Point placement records
## begin

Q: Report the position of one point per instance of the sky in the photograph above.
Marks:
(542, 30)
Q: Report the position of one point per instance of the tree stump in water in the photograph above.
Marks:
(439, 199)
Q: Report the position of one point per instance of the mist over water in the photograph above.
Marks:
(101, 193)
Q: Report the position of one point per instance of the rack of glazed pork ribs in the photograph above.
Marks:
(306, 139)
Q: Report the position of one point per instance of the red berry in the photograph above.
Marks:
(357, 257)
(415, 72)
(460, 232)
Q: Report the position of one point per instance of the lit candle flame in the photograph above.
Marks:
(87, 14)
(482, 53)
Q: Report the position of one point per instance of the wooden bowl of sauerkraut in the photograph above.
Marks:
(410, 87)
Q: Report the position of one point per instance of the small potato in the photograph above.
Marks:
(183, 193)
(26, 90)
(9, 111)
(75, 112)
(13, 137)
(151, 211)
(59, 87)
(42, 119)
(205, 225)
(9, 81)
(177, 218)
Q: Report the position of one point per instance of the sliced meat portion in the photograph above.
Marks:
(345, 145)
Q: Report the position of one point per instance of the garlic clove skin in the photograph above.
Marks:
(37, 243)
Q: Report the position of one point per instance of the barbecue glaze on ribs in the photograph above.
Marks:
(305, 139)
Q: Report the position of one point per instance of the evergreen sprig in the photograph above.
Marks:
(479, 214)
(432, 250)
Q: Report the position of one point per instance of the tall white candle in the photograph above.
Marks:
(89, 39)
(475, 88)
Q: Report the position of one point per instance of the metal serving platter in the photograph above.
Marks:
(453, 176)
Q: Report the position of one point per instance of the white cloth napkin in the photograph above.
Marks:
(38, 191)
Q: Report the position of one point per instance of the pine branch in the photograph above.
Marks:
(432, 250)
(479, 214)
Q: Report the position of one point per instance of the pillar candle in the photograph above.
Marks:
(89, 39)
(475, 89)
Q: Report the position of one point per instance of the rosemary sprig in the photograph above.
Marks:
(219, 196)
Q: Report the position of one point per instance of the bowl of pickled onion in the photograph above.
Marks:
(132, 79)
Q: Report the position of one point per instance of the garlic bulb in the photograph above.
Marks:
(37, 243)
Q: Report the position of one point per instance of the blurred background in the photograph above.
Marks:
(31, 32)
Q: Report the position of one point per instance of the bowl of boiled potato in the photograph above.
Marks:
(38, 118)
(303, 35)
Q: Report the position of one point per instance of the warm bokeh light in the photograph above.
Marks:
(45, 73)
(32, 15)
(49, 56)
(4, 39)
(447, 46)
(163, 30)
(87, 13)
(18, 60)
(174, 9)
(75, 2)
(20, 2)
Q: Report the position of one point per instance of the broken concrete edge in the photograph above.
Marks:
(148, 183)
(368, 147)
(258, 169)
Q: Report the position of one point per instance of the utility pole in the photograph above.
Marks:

## end

= What to do =
With both ends included, please retype exactly the lines from the line containing "bulb in the photograph above." to the final line of the data.

= Response to the exercise =
Q: Report the position of one point per instance of the garlic bulb in the photograph above.
Marks:
(37, 243)
Q: Report the position of one point per instance of the blurred background in the photograph above.
Marks:
(31, 32)
Q: Report the position of one point per instance of the bowl of boiled potato in the photograph above.
Marks:
(38, 118)
(303, 35)
Q: Report the position of one point per instance of the warm bokeh light in the photograph above.
Marks:
(45, 73)
(32, 15)
(49, 56)
(4, 39)
(447, 46)
(163, 30)
(87, 13)
(18, 60)
(174, 9)
(75, 2)
(20, 2)
Q: Report the position of one point per instance of the broken concrete edge in the photograph above.
Marks:
(148, 183)
(368, 147)
(258, 169)
Q: Report the position of one point per instance of the utility pole in the photograph above.
Marks:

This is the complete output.